* **Exercise description**
Return each entry word for word and skip its pictures.

* **Given entries**
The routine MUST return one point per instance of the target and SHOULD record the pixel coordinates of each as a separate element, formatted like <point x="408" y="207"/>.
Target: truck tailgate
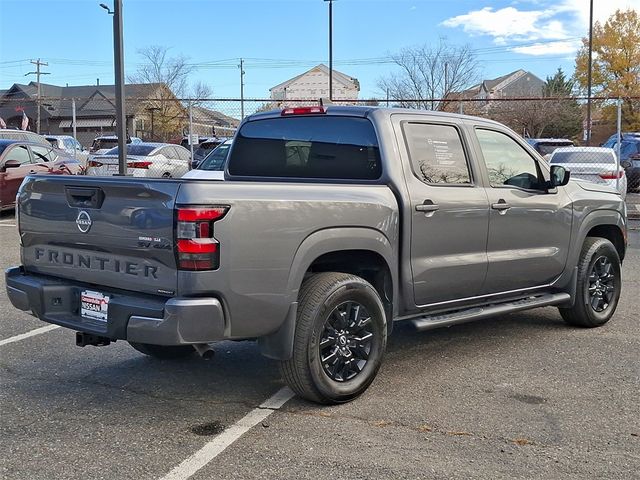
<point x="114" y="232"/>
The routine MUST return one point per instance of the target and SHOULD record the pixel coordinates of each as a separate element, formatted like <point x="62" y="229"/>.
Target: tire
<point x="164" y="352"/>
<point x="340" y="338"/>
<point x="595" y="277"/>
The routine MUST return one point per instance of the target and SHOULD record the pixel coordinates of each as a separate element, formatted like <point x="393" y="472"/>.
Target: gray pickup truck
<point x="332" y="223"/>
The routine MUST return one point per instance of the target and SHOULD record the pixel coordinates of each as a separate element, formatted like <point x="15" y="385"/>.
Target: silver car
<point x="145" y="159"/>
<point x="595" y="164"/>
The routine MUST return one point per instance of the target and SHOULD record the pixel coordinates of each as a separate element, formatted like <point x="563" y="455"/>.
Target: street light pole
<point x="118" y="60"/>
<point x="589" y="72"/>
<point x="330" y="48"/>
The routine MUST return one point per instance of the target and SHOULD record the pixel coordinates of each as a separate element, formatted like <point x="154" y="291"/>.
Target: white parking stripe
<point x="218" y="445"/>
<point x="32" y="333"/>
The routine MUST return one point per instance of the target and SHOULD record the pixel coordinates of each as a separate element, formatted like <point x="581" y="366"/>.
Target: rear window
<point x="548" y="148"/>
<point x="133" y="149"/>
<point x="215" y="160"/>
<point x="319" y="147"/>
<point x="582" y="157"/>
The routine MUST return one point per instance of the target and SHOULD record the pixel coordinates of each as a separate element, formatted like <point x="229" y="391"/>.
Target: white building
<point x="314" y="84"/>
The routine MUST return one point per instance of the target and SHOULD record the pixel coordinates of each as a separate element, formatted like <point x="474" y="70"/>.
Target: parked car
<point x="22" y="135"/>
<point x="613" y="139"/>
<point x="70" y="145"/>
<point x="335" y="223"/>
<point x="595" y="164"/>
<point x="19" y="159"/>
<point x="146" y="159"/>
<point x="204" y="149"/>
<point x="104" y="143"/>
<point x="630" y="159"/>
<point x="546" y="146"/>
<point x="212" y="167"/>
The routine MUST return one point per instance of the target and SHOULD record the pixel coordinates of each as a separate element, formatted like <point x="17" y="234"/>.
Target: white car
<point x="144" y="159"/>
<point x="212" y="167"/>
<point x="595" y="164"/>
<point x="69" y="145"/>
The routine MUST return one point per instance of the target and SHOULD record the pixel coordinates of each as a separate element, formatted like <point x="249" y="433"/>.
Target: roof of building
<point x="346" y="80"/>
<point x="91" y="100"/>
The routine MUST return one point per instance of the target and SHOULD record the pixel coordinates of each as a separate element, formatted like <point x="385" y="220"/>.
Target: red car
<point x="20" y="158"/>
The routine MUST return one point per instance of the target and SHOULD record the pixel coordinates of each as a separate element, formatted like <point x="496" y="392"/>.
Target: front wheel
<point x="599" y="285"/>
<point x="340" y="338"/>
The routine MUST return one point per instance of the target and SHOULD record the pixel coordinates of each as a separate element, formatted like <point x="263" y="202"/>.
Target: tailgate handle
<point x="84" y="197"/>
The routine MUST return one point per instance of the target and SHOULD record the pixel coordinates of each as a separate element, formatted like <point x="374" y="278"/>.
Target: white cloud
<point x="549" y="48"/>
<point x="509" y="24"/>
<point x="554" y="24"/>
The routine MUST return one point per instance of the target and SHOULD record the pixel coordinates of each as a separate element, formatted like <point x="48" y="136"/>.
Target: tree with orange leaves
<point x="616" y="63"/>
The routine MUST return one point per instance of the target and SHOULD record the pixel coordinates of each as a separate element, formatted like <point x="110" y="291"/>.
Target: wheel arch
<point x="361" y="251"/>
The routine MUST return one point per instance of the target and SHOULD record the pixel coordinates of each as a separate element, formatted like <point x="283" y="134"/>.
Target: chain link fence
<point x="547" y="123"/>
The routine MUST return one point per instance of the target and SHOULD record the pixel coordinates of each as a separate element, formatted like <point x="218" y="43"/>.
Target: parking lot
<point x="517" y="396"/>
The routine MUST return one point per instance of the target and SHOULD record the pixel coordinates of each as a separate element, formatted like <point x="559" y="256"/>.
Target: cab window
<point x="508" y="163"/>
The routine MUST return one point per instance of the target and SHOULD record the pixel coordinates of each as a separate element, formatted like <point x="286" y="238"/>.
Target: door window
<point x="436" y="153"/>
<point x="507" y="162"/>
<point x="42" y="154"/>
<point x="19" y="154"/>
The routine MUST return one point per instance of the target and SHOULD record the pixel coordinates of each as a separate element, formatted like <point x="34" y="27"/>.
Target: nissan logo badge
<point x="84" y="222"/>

* **Written reply**
The routine MUST return one point per instance of the target and SHOULD record the pixel coordinates of each as a separate element, formatted like <point x="408" y="207"/>.
Target: truck tailgate
<point x="114" y="232"/>
The routine MUST return one point per instance of the target and SHOULD record the pixel coordinates of each as a separate element, formatted like <point x="62" y="229"/>.
Target: tire
<point x="164" y="352"/>
<point x="340" y="338"/>
<point x="595" y="277"/>
The routine MUST return one point per instance of the target and SHOULD record the pixel coordinates of each as a separate element, formatted like <point x="393" y="472"/>.
Target: gray pickup truck
<point x="332" y="223"/>
The routine MUST return one point per instance of the target and SHOULD record the pixel coordinates of each as a separate element, formatted like <point x="15" y="385"/>.
Target: silver car
<point x="145" y="159"/>
<point x="595" y="164"/>
The routine MUST return one point per instance of the target and SHOULD record the pixel coordinates of each as a separate element, formatted like <point x="563" y="455"/>.
Target: street light pole
<point x="118" y="60"/>
<point x="589" y="72"/>
<point x="330" y="48"/>
The routine MUST return one point per instance of the target and SHOULD record the pixel coordinates of each as a separate element, formatted like <point x="154" y="291"/>.
Target: white parking stripe
<point x="218" y="445"/>
<point x="32" y="333"/>
The routine MUST return one point per instance of the target and SHOULD record the pixel coordinates of each as a separate element, formatted like <point x="581" y="366"/>.
Target: rear window
<point x="548" y="148"/>
<point x="133" y="149"/>
<point x="215" y="160"/>
<point x="319" y="147"/>
<point x="582" y="157"/>
The routine MUST return one point per instance of the target and SHOULD record the pixel coordinates of each as a separate element, formatted like <point x="229" y="391"/>.
Target: white building
<point x="314" y="84"/>
The routine MUST return one point per instance of the target and SHOULD record the pixel coordinates of each as a separate element, formatted like <point x="474" y="70"/>.
Target: parked car
<point x="22" y="135"/>
<point x="613" y="139"/>
<point x="70" y="145"/>
<point x="335" y="223"/>
<point x="595" y="164"/>
<point x="19" y="159"/>
<point x="146" y="159"/>
<point x="204" y="149"/>
<point x="104" y="143"/>
<point x="630" y="159"/>
<point x="546" y="146"/>
<point x="212" y="167"/>
The routine MUST return one point per instance of the target and SHOULD record the pixel coordinates of each as a separate element, formatted like <point x="17" y="234"/>.
Target: white car
<point x="144" y="159"/>
<point x="212" y="167"/>
<point x="595" y="164"/>
<point x="69" y="145"/>
The routine MUST return one point per instance of the target and SHOULD record the pixel coordinates of each as a separate element, formatted like <point x="249" y="433"/>.
Target: roof of building
<point x="346" y="80"/>
<point x="91" y="100"/>
The routine MUST return one point per instance of the target and SHOULD record the pixel coordinates of each as a separate element, formatted like <point x="385" y="220"/>.
Target: red car
<point x="20" y="158"/>
The routine MUST return one point per instance of the target and SHOULD record the pixel coordinates of each as a separate element, formatted like <point x="496" y="392"/>.
Target: front wheel
<point x="599" y="285"/>
<point x="340" y="338"/>
The routine MUST return one point per instance of the target and SHOULD record the pixel coordinates of each as a separate element, formatted like <point x="263" y="202"/>.
Target: tailgate handle
<point x="84" y="197"/>
The routine MUST return one point per instance of the target and SHOULD record the pixel coordinates of each as a separate element, formatted like <point x="374" y="278"/>.
Target: white cloud
<point x="549" y="48"/>
<point x="509" y="24"/>
<point x="554" y="24"/>
The routine MUST return one point per instance of the target and SHOULD record the pixel coordinates of each as a separate element, formatted like <point x="48" y="136"/>.
Target: tree with orange leaves
<point x="616" y="63"/>
The routine MUST return one point per instance of the target and SHOULD record the pixel coordinates of each as a separate element, formatted like <point x="110" y="291"/>.
Target: wheel arch
<point x="361" y="251"/>
The routine MUST return one point per instance of the target and SHOULD record the pixel coordinates of each as a separate element, formatted like <point x="283" y="134"/>.
Target: chain link fence
<point x="547" y="123"/>
The routine MUST return one point per instance of the target and SHOULD record the pixel coordinates of each as a separate element, formatted like <point x="218" y="43"/>.
Target: parking lot
<point x="517" y="396"/>
The routine MUST return one point per instance of the target and SHOULD record the pixel coordinates of each as a separate element, formatted like <point x="559" y="256"/>.
Target: cab window
<point x="508" y="163"/>
The routine MUST return one point per instance of the target and SHOULD record the pixel coordinates of each as a separate element, formatted like <point x="286" y="238"/>.
Target: door window
<point x="436" y="153"/>
<point x="507" y="162"/>
<point x="42" y="154"/>
<point x="19" y="154"/>
The routine MUST return one point per instance of the target and SHOULD record the pixel coordinates of each as a separate element, formatted like <point x="34" y="27"/>.
Target: nissan logo badge
<point x="84" y="222"/>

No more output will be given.